> **Problem statement**:
Leaving out all pictures, copy the lines below exactly, from the line with "Query: chrome stanchion post" to the last line, both ends included.

[Data supplied — start]

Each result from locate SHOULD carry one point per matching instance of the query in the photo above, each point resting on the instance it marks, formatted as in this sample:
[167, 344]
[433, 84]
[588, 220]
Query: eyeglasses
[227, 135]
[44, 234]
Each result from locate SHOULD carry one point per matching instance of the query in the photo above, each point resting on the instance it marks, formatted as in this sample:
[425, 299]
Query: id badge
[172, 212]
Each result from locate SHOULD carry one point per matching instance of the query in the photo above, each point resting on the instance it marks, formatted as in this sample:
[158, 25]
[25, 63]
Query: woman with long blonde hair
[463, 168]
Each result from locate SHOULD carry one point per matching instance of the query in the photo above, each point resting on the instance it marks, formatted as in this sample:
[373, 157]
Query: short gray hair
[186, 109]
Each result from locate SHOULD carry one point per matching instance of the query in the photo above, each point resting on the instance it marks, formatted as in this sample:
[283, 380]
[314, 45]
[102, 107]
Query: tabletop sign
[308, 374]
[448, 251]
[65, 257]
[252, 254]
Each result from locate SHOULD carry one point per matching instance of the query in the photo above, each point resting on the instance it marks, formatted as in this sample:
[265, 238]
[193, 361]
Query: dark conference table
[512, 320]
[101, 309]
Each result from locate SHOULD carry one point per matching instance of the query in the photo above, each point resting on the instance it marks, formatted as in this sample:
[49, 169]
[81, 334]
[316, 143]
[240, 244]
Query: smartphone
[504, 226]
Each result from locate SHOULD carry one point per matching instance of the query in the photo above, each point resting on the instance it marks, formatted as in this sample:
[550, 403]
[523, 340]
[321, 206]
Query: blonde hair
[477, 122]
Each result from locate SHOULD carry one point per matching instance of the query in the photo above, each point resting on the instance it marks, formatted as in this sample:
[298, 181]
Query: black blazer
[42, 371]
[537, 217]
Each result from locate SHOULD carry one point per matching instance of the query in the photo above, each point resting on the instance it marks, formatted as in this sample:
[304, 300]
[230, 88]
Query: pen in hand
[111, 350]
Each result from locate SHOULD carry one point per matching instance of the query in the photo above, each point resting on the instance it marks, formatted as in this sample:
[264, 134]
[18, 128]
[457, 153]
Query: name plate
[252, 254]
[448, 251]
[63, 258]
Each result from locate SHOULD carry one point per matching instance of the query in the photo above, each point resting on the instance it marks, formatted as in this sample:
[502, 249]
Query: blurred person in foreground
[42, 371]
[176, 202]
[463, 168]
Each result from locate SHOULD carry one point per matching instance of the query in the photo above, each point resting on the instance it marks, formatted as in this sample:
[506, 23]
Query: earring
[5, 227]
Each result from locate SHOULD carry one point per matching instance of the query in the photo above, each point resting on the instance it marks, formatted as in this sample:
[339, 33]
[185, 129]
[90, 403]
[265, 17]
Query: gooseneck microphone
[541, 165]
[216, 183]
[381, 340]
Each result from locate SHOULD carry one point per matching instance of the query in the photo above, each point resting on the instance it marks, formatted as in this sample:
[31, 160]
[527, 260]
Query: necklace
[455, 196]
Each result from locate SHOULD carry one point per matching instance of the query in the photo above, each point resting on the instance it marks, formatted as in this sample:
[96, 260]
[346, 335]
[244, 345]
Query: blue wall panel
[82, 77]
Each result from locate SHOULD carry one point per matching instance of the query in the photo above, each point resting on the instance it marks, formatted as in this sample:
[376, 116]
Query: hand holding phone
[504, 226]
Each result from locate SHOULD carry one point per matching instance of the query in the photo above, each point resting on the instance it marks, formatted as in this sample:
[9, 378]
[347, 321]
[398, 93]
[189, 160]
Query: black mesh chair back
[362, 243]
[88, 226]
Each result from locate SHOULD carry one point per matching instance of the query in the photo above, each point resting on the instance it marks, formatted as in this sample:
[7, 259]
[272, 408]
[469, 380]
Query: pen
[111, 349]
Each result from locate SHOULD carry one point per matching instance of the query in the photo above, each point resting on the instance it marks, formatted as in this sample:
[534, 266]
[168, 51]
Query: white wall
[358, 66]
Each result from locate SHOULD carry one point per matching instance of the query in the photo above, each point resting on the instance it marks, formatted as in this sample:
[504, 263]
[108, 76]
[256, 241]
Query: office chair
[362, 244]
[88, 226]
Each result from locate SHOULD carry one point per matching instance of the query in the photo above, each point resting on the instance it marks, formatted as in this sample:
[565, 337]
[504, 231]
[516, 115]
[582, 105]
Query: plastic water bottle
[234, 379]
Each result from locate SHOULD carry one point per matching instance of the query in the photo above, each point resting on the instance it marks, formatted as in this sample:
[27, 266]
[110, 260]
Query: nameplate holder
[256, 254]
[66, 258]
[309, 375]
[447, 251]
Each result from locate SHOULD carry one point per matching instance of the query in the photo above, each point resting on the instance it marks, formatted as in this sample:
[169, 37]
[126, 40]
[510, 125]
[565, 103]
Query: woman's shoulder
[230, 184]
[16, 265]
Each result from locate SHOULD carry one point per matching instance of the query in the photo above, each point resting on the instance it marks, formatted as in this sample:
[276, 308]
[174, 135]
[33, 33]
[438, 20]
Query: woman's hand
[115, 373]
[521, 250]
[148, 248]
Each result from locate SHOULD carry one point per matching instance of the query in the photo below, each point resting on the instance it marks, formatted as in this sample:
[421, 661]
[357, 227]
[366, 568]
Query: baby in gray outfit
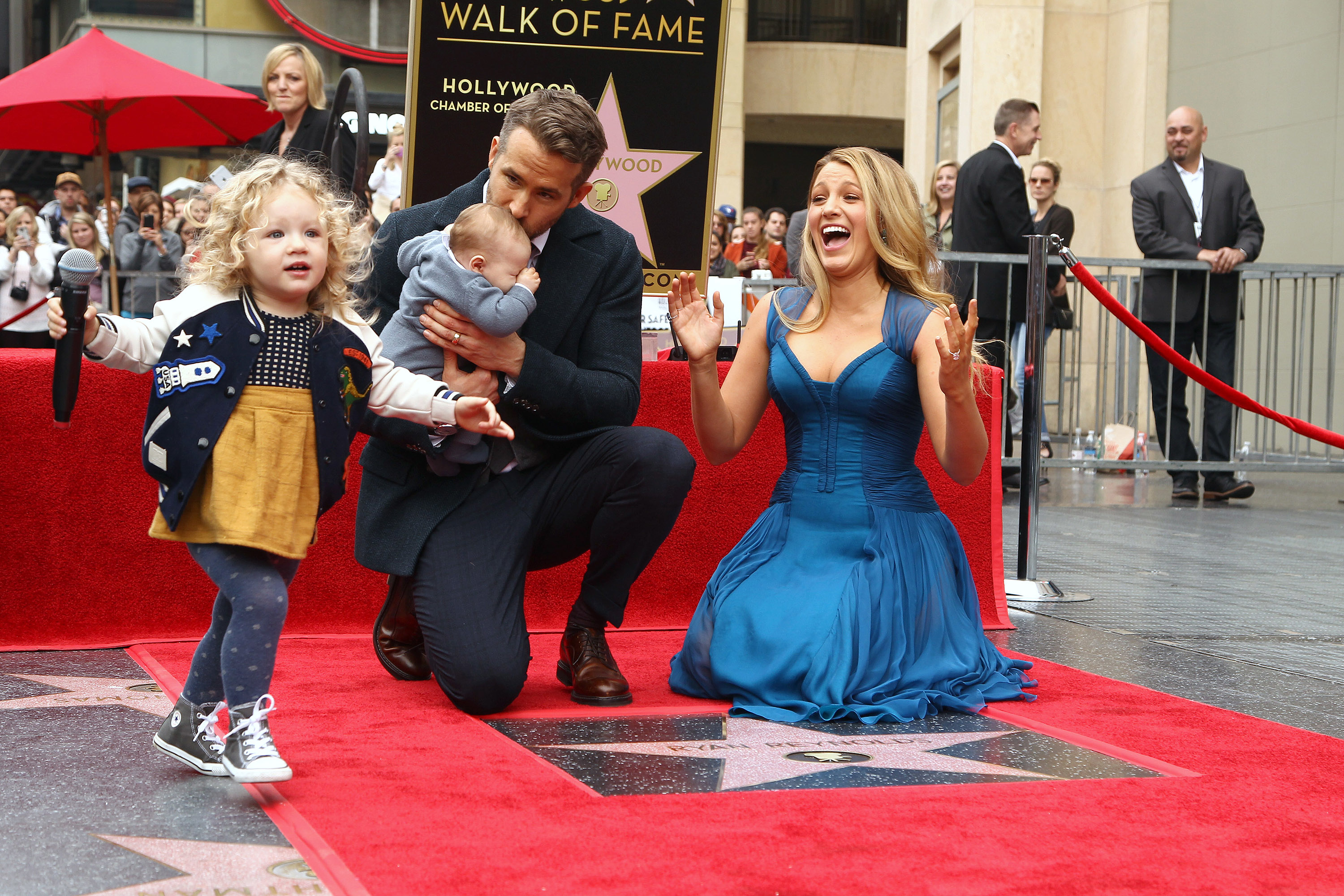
[478, 265]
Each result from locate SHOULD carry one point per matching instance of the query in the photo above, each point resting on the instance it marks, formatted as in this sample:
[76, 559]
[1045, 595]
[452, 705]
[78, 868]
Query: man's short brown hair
[1014, 112]
[482, 228]
[564, 123]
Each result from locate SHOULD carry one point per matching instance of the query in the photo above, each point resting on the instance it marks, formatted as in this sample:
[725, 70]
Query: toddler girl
[263, 371]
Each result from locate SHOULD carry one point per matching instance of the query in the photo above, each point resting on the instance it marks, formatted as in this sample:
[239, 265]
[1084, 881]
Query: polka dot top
[284, 357]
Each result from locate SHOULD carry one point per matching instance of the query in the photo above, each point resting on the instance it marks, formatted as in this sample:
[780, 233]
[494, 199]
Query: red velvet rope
[1201, 377]
[23, 314]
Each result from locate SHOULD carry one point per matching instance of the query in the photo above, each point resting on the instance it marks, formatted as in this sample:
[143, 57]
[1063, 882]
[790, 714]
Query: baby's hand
[529, 277]
[479, 416]
[57, 320]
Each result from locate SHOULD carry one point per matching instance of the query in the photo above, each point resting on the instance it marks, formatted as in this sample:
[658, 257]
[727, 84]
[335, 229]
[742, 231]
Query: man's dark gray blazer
[581, 370]
[1164, 228]
[992, 217]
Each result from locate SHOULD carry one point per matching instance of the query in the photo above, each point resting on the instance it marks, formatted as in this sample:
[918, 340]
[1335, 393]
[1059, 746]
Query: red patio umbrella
[97, 97]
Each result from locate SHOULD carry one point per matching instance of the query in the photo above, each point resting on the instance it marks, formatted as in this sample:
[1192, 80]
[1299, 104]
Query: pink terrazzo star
[218, 868]
[95, 692]
[624, 175]
[757, 753]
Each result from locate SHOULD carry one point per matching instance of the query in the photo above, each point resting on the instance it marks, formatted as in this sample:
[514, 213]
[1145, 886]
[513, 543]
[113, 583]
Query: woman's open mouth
[834, 237]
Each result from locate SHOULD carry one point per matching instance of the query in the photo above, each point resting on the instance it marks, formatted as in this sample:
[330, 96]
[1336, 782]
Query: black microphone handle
[65, 379]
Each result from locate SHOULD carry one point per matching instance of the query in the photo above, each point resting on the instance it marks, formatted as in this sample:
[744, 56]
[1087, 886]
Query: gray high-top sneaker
[189, 735]
[250, 755]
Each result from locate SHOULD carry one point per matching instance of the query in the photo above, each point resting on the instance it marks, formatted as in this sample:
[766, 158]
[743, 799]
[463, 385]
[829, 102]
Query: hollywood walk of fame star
[218, 868]
[631, 174]
[757, 753]
[95, 692]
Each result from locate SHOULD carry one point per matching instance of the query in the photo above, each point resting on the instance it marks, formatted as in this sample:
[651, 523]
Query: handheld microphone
[77, 268]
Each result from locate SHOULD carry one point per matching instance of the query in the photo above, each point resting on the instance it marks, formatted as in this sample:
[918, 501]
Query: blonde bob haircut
[312, 73]
[896, 229]
[932, 206]
[88, 221]
[236, 218]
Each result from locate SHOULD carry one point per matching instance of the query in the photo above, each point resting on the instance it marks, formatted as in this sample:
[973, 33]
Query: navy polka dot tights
[236, 659]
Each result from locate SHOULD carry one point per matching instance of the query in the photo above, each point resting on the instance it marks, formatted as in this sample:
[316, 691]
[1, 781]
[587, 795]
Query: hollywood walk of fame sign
[654, 70]
[218, 868]
[706, 754]
[138, 694]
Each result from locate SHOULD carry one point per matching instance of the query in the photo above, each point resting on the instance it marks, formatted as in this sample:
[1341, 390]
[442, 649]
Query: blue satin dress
[851, 595]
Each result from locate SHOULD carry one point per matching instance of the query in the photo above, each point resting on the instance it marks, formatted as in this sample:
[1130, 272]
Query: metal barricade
[1287, 357]
[167, 284]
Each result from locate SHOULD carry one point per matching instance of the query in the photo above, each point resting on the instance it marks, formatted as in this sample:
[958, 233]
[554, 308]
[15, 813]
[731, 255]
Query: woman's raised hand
[956, 351]
[699, 331]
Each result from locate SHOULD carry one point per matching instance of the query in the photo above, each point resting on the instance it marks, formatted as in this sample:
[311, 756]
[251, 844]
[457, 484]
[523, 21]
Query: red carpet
[420, 798]
[82, 573]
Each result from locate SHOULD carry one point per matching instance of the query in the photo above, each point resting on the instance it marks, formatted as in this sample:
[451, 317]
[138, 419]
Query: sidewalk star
[138, 694]
[757, 753]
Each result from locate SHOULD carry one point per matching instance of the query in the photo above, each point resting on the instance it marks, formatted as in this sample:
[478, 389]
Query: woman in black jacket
[295, 86]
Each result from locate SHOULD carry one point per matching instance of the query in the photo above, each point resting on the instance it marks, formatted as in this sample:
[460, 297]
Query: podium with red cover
[82, 571]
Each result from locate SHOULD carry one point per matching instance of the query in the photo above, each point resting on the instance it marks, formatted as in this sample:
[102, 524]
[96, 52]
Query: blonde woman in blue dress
[851, 595]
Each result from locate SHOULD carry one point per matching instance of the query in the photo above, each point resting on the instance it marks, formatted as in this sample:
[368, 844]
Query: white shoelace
[256, 739]
[207, 730]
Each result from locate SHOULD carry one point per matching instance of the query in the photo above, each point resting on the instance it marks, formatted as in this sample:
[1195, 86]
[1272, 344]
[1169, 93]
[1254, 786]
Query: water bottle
[1242, 457]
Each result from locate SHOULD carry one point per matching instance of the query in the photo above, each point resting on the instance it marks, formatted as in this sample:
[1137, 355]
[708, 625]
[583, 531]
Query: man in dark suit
[1197, 209]
[578, 478]
[992, 217]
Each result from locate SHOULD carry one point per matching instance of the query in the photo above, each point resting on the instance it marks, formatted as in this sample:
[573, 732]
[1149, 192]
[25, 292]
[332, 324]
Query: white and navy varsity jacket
[202, 346]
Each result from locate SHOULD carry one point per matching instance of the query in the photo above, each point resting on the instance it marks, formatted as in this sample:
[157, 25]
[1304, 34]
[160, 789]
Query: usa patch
[179, 377]
[359, 357]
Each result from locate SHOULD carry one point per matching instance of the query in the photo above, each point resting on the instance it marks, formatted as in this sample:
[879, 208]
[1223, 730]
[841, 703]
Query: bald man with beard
[1197, 209]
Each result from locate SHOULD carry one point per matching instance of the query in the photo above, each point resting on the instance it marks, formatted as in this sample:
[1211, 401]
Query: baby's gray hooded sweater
[432, 272]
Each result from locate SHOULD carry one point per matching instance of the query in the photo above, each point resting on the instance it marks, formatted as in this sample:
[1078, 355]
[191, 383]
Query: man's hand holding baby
[530, 279]
[479, 416]
[494, 354]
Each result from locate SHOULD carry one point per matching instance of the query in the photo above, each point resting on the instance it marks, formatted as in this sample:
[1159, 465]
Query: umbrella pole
[107, 205]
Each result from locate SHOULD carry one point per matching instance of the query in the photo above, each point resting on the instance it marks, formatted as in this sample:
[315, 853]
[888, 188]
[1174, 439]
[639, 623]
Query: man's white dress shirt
[1195, 187]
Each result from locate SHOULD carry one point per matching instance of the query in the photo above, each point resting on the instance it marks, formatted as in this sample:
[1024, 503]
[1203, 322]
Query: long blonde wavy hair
[236, 215]
[896, 229]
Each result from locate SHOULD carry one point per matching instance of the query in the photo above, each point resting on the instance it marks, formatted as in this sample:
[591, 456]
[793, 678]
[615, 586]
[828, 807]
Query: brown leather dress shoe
[586, 665]
[398, 642]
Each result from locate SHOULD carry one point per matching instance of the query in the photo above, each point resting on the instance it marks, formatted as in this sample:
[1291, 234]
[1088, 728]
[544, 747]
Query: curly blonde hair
[236, 215]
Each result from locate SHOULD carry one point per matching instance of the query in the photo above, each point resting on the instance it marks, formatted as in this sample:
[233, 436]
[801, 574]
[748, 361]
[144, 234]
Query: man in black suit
[1197, 209]
[578, 477]
[992, 217]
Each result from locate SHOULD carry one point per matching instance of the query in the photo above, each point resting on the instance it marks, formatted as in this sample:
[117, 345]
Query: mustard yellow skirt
[260, 487]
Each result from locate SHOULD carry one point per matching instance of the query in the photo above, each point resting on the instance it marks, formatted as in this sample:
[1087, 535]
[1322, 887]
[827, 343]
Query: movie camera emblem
[604, 195]
[828, 757]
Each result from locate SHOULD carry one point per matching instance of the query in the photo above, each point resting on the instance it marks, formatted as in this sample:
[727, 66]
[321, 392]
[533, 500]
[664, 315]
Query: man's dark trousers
[616, 495]
[1218, 359]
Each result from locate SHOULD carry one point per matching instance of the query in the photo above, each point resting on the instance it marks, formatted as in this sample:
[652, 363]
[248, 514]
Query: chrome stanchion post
[1027, 586]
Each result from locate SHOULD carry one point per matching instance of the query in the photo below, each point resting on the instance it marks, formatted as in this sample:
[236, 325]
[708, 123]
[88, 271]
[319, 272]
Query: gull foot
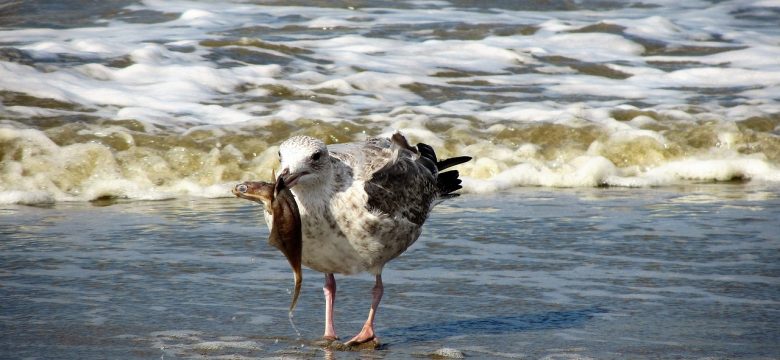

[Data supplied — finish]

> **Exercise answer**:
Query: chrome stanchion post
[1027, 586]
Each result from locate SHOULD carry one point per matching instance of the query in the photo below, each point resting on the instance it marks, formatted as in this sample:
[236, 325]
[708, 123]
[88, 271]
[319, 272]
Query: gull foot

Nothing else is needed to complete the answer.